Given exercise 1 — In the records below, rename "evergreen tree" to "conifer" in everything from the start down to the line containing "60;78;400;337", and leave all else unchanged.

Passage provided —
begin

Prussian Blue is the debut solo studio album by Australian rock musician, Richard Clapton, which was released in November 1973. It includes three singles, "Last Train to Marseilles" (October 1972), "All the Prodigal Children" (October 1973) and "I Wanna Be a Survivor" (July 1974). The album was produced by Richard Batchens, who later produced some of Sherbet's albums. Prussian Blue failed to appear on the Kent Music Report Albums Chart.

Reception 

Garry Raffaele of The Canberra Times reviewed Prussian Blue in December 1973, he observed, "Clapton sounds as though he's involved with the real issues of our time — pollution, man's inhumanity to those who share Spaceship Earth with him, communication difficulties. He writes of these things but his words are not likely to convince anybody. It's the simplistic trap again."

Track listing

Personnel

Musicians
 Richard Clapton – vocals, acoustic guitar; harmonica (track 9)
 Keith Barber – drums (track 1, 6)
 Ian Bloxham – congas (track 1, 4), percussion (track 3)
 Tony Bolton – drums (track 7)
 Kevin Borich – lead guitar (track 1, 3, 6)
 John Capek – piano (track 7)
 John du Bois – bass guitar (track 7)
 Russell Dunlop – drums (track 5, 8, 9)
 the Fascinations – backing vocals (track 1, 8)

end

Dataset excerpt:
begin

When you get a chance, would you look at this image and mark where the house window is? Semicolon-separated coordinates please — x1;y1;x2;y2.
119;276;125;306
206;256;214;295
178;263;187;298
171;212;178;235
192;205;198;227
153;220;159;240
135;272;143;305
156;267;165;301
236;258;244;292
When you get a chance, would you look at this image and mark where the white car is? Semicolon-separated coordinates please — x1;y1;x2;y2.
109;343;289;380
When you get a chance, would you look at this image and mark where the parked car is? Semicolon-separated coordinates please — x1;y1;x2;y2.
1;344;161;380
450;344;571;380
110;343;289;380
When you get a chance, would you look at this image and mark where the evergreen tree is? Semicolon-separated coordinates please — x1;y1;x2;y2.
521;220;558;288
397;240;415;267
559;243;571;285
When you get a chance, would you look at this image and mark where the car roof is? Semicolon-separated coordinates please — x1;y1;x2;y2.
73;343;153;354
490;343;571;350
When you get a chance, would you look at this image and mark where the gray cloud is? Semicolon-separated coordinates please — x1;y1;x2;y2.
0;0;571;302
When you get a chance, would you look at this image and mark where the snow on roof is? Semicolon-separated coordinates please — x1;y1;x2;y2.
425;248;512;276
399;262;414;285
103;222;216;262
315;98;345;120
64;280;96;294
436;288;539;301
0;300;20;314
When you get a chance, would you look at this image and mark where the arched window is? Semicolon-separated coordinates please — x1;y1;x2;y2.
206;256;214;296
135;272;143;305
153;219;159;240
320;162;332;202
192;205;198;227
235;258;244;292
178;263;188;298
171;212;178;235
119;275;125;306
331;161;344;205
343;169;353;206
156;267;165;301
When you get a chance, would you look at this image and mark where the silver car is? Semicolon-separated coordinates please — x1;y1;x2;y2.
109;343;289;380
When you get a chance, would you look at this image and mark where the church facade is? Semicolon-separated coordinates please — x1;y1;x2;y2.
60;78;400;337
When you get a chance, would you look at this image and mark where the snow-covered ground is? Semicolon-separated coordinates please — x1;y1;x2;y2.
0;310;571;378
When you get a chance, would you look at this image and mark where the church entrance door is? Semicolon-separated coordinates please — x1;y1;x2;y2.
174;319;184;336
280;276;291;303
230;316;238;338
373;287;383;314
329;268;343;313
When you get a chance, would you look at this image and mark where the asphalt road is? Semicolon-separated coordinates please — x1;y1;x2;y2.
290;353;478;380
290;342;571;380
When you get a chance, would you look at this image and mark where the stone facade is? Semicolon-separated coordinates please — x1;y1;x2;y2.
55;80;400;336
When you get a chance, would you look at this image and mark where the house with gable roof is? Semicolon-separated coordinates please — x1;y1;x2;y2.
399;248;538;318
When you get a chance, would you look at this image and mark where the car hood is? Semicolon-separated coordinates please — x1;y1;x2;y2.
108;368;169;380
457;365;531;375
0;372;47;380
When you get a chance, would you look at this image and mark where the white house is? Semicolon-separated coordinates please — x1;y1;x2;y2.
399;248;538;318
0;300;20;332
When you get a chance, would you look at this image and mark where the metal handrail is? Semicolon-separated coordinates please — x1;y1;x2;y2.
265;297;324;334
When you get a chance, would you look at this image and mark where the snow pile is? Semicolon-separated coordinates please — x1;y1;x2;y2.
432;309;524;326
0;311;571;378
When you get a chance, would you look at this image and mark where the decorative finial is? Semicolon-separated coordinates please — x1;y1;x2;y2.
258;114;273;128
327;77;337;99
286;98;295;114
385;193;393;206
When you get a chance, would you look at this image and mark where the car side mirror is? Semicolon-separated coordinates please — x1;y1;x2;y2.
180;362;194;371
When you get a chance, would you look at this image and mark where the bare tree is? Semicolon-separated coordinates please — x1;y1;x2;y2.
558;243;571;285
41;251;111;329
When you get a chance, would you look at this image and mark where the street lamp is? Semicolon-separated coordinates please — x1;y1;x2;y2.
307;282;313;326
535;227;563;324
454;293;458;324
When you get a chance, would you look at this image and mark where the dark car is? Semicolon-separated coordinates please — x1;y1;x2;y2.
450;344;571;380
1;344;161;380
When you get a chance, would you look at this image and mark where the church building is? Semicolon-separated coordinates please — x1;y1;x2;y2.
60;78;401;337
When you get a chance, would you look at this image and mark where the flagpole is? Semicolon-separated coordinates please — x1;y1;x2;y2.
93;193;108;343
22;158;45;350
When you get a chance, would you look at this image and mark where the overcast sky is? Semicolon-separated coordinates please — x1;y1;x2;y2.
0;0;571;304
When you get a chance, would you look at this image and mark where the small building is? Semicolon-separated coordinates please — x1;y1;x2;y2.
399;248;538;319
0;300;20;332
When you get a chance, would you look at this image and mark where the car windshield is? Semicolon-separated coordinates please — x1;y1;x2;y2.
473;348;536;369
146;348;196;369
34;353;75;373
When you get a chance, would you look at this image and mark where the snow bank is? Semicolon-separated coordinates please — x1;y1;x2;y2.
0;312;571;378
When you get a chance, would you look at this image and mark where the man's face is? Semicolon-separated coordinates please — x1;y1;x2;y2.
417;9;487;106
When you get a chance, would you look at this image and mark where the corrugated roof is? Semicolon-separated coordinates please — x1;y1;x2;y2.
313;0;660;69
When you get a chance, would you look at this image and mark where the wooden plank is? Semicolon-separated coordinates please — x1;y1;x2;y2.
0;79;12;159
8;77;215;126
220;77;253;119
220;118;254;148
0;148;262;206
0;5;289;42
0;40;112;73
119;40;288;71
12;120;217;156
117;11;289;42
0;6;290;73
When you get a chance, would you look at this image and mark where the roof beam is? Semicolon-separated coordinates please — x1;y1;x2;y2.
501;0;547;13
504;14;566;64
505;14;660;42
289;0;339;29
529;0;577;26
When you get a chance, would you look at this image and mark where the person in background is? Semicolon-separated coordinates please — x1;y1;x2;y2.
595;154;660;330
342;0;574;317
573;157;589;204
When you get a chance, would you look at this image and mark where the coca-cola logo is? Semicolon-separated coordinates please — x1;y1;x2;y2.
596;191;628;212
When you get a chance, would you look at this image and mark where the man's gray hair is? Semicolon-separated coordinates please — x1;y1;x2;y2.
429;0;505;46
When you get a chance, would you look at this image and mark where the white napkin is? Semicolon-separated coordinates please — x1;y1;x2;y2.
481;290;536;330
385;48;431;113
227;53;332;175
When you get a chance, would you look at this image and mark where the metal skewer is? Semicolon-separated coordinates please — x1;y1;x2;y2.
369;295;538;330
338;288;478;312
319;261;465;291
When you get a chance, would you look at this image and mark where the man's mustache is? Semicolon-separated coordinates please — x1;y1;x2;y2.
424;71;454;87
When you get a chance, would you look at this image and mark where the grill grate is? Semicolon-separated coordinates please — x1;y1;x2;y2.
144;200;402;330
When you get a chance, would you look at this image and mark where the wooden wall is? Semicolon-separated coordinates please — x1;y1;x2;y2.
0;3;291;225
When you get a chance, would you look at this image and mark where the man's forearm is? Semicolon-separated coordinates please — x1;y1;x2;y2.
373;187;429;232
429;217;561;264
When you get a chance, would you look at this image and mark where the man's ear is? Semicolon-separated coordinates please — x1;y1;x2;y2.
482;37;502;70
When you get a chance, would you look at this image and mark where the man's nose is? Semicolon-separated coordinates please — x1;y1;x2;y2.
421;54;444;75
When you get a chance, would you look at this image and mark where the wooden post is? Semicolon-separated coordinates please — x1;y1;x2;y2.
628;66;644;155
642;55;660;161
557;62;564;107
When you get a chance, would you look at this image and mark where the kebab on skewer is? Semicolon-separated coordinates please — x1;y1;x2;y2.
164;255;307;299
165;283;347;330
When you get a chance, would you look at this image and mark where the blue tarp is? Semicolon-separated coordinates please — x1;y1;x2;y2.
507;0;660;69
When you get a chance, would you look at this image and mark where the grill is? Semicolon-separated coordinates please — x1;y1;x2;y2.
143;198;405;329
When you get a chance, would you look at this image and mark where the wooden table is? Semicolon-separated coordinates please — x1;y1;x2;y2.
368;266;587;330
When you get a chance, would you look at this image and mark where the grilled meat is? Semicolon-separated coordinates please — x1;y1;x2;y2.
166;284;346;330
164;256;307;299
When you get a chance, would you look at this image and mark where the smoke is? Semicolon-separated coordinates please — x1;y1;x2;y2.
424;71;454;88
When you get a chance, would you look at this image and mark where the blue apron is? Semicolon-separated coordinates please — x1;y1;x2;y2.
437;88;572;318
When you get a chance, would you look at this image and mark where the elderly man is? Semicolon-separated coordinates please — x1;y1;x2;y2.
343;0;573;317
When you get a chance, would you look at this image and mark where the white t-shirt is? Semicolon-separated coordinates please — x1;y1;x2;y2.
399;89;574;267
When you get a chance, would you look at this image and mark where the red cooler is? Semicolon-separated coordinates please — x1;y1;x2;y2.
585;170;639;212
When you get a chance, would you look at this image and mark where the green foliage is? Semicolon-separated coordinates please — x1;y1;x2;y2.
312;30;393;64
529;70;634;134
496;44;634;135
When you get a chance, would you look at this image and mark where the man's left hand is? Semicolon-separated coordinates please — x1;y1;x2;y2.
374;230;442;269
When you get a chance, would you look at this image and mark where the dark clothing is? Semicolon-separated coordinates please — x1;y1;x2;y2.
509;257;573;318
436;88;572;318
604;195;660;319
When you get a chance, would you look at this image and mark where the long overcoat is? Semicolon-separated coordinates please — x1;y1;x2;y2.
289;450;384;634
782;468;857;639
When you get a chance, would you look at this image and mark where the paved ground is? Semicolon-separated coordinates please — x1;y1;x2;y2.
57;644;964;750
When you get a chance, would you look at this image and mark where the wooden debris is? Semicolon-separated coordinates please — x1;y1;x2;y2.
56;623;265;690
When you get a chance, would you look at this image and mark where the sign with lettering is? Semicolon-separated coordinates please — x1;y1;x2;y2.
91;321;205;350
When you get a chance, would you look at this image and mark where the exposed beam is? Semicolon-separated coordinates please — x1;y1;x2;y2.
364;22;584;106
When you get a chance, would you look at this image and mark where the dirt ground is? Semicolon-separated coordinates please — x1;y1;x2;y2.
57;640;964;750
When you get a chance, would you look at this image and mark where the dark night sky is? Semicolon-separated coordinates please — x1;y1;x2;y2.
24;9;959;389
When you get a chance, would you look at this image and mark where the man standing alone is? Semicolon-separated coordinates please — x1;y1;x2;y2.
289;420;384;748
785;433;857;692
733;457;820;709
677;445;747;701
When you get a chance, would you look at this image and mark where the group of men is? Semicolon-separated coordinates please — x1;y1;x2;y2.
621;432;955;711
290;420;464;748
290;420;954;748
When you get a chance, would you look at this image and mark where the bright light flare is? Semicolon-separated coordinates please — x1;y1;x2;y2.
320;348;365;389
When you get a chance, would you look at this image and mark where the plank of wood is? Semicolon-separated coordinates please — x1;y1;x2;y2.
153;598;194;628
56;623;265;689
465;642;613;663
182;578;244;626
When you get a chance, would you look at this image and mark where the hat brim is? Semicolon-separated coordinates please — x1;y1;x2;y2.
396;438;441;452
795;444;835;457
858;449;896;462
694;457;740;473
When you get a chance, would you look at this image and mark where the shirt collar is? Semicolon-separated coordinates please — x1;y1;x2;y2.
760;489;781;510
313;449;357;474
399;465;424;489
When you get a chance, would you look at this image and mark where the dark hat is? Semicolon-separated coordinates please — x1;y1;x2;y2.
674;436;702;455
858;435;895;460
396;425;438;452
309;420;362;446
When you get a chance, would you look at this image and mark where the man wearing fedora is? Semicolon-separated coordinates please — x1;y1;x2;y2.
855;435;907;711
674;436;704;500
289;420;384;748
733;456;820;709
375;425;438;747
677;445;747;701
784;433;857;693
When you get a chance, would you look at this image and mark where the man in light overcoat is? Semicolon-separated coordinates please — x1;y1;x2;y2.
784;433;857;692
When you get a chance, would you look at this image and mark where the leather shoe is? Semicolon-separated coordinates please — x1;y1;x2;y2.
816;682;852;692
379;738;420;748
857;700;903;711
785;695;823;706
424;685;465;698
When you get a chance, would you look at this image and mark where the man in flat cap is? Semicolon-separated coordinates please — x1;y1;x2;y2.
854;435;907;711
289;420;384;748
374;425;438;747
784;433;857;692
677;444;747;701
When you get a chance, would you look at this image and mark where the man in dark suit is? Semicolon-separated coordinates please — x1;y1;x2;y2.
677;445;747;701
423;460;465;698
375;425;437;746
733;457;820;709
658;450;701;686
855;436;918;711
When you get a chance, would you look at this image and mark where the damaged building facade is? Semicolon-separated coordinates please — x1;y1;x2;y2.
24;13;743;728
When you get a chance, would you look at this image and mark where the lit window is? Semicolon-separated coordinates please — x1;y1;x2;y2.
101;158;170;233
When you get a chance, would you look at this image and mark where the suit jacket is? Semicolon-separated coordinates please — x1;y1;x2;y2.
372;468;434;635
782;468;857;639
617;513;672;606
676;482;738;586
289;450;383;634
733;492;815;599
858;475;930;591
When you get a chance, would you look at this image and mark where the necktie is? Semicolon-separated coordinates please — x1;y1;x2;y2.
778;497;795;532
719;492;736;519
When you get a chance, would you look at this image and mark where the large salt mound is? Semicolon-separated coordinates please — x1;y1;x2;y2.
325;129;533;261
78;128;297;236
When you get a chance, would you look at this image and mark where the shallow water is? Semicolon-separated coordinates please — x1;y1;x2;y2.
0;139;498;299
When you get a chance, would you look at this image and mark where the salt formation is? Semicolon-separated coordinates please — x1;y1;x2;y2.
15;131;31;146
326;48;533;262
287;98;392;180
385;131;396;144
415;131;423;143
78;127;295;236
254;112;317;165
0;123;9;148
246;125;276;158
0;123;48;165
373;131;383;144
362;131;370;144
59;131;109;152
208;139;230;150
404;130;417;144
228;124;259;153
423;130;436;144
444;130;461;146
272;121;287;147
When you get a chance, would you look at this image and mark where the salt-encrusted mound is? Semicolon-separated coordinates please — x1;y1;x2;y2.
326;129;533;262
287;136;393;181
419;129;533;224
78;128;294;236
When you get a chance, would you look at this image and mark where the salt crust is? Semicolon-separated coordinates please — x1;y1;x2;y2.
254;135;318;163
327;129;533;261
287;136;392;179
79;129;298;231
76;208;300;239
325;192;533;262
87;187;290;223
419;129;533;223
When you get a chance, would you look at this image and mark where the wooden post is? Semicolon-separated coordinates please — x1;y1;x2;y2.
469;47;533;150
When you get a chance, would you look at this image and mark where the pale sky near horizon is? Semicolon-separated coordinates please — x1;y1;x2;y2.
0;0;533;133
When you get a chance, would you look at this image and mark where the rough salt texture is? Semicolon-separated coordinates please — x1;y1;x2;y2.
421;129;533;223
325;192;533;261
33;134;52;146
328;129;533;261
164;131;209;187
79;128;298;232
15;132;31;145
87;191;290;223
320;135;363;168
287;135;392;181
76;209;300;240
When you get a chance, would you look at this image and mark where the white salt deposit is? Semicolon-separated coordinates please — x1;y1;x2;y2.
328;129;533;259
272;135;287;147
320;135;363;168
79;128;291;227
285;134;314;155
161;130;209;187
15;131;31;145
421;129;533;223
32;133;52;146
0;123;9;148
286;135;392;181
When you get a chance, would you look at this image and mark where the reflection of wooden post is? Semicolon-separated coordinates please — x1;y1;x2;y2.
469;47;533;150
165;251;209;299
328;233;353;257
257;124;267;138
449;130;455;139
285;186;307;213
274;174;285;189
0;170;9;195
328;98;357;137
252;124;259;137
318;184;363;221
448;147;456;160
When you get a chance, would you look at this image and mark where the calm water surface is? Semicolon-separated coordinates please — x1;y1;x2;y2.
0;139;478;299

end

Given exercise 2 — Go on with the article about the album Prussian Blue from the point where it stops.

Exercise output 1 —
When you get a chance, would you look at this image and mark where the house window is? Semicolon-separated coordinates please — x1;y1;x2;y2.
119;276;125;306
206;256;214;295
178;263;187;298
171;212;178;235
192;205;198;227
153;220;159;240
135;272;143;305
156;267;165;301
236;258;244;292
When you get a chance, would you look at this image and mark where the white car is? Semicolon-separated coordinates please — x1;y1;x2;y2.
109;343;289;380
When you get a chance, would you look at this image and mark where the parked car is? Semicolon-separated coordinates please — x1;y1;x2;y2.
1;344;161;380
450;344;571;380
110;343;289;380
When you get a chance, would you look at this image and mark where the conifer is? Semicolon-separated coordinates please — x1;y1;x2;y2.
521;220;558;288
397;240;415;267
559;243;571;285
When you get a chance, would you look at this image and mark where the car roof is? Semicolon-separated coordinates please — x1;y1;x2;y2.
73;343;153;354
490;343;571;350
When you get a chance, would you look at this image and mark where the gray cloud is? Semicolon-separated coordinates please — x1;y1;x2;y2.
0;0;571;302
When you get a chance, would you look at this image and mark where the snow on roof is? Semicolon-separated coordinates please — x1;y1;x2;y2.
425;248;512;276
399;262;414;285
103;222;216;262
315;98;345;120
64;280;96;294
436;288;539;301
0;300;20;314
When you get a chance, would you look at this image and mark where the arched window is? Semicolon-separated coordinates please — x1;y1;x2;y2.
206;256;214;296
135;272;143;305
153;219;159;240
320;162;332;202
192;205;198;227
235;258;244;292
178;263;188;298
171;212;178;235
119;275;125;306
331;161;344;205
343;169;353;206
156;267;165;301
When you get a chance, would you look at this image and mark where the silver car is? Semicolon-separated coordinates please — x1;y1;x2;y2.
109;343;289;380
When you get a chance, would you look at this image and mark where the church facade is? Semicolon-separated coordinates please — x1;y1;x2;y2.
60;78;400;337

Exercise output 2 —
 Glen Gardier – lead guitar (track 4)
 Kenny Kitching – pedal steel guitar (track 2, 7, 8, 9)
 Mike Lawler – bass guitar (track 5, 8, 9)
 Mike McLelland – guitar (track 10)
 Red McKelvie – lead guitar (track 2, 7)
 Dave Ovenden – drums (track 2, 3)
 Ronnie Peel – bass guitar (track 1, 6)
 Mike Perjanik – piano (track 3), keyboards (track 5, 8), organ (track 6)
 Don Read – saxophone (track 1, 4, 5)
 Trevor Wilson – bass guitar (track 2, 3)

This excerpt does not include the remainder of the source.